TEXT BLOCK:
From their childhoods through the ultimate fulfillment of their destinies, we follow these women and the diverse cast of characters that surrounds them as the great Arthurian epic unfolds stunningly before us. As Morgaine and Gwenhwyfar struggle for control over the fate of Arthur’s kingdom, as the Knights of the Round Table take on their infamous quest, as Merlin and Viviane wield their magics for the future of Old Britain, the Isle of Avalon sips further into the impenetrable mists of memory, until the fissure between old and new worlds – and old and new religions – claims its most famous victim.

Title: Life and Fate
Author: Vasily Grossman
Translator: Robert Chandler
Publisher: Perennial Library
Publishing Date: 1987
No. of Pages: 871

Synopsis: 

Life and Fate is fiction on the epic scale: powerful, deeply moving, and devastating in its depiction of a world torn apart by war and ideological tyranny. At the center of the novel, overshadowing the lives of each of its huge cast of characters, stands the battle of Stalingrad. Vasily Grossman presents a startlingly vivid picture of this desperate struggle for a ruined city, and of how the ebb and flow of the fighting affect the lives and destinies of people far from the front line. With Tolstoyan grandeur that finds room for intimate detail, and deploying a multitude of superbly realized characters, Grossman delivers a message of terrifying simplicity: that Stalinism and Nazism are one and the same in their falsehood, cruelty, and inhumanity.

Title: The Luminaries
Author: Eleanor Catton
Publisher: Granta Publications
Publishing Date: 2014
No. of Pages: 832

Synopsis: 

It is 1866, and Walter Moody has come to make his fortune upon the New Zealand goldfields. On the night of his arrival, he stumbles across a tense gathering of twelve local men, who have met in secret to discuss a series of unsolved crimes. A wealthy man has vanished, a whore has tried to end her life, and an enormous fortune has been discovered in the home of a luckless drunk. Moody is soon drawn into the mystery: a network of fates and fortunes that is as complex and exquisitely patterned as the night sky.

RECORDS SHOWN:
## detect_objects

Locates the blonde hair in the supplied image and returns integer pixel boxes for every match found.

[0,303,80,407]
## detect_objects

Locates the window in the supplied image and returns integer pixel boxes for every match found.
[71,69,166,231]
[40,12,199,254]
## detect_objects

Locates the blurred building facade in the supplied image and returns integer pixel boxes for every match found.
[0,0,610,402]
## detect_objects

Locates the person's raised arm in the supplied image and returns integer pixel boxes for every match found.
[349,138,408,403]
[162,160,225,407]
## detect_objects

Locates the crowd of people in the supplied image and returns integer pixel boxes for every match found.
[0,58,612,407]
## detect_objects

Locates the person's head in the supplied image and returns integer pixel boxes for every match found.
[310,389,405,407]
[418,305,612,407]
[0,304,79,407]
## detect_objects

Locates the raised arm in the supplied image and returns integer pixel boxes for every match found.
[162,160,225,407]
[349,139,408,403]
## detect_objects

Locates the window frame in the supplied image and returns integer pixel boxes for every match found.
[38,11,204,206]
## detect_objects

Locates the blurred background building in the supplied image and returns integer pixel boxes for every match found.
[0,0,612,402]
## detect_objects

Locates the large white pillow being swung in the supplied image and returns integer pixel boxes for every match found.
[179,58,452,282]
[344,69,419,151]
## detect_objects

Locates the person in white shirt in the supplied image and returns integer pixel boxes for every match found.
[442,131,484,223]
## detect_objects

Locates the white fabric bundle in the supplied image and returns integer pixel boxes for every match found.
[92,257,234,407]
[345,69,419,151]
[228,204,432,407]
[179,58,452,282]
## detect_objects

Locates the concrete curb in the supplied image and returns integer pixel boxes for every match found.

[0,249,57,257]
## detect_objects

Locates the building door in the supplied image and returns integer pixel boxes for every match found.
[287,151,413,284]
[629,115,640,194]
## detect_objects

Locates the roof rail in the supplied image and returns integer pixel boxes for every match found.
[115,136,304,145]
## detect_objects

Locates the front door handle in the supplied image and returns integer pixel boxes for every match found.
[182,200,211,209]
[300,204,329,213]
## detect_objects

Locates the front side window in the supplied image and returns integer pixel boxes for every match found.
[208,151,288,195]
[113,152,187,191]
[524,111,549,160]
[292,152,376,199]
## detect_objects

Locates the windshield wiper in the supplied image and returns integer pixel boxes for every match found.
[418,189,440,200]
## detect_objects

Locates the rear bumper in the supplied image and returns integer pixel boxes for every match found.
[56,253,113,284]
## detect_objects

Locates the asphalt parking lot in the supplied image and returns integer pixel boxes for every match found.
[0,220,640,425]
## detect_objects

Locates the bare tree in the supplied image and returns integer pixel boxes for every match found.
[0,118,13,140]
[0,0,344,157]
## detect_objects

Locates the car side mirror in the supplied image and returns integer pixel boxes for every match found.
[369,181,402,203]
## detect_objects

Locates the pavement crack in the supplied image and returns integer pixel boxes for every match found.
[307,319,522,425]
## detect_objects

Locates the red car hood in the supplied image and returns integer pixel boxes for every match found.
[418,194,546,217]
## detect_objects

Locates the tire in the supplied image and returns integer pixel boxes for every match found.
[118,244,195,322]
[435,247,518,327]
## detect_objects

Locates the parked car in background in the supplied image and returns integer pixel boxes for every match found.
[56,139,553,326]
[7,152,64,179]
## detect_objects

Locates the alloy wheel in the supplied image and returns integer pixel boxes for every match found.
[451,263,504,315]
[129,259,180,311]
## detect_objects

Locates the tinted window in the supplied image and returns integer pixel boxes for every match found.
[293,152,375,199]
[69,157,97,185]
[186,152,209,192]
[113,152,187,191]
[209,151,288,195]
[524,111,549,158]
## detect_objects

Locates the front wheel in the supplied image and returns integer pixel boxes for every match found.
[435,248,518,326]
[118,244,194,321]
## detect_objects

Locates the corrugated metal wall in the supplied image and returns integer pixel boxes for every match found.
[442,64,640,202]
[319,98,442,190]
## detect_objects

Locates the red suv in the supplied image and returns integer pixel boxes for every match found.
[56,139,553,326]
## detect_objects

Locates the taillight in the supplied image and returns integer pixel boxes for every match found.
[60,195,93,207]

TASK OBJECTIVE: Retype everything in the book listings from "It is 1866, and" down to "the night sky.", keeping every word unchanged. The items were taken from a separate source.

PROBLEM SOLUTION:
It is 1866, and Walter Moody has come to make his fortune upon the New Zealand goldfields. On the night of his arrival, he stumbles across a tense gathering of twelve local men, who have met in secret to discuss a series of unsolved crimes. A wealthy man has vanished, a whore has tried to end her life, and an enormous fortune has been discovered in the home of a luckless drunk. Moody is soon drawn into the mystery: a network of fates and fortunes that is as complex and exquisitely patterned as the night sky.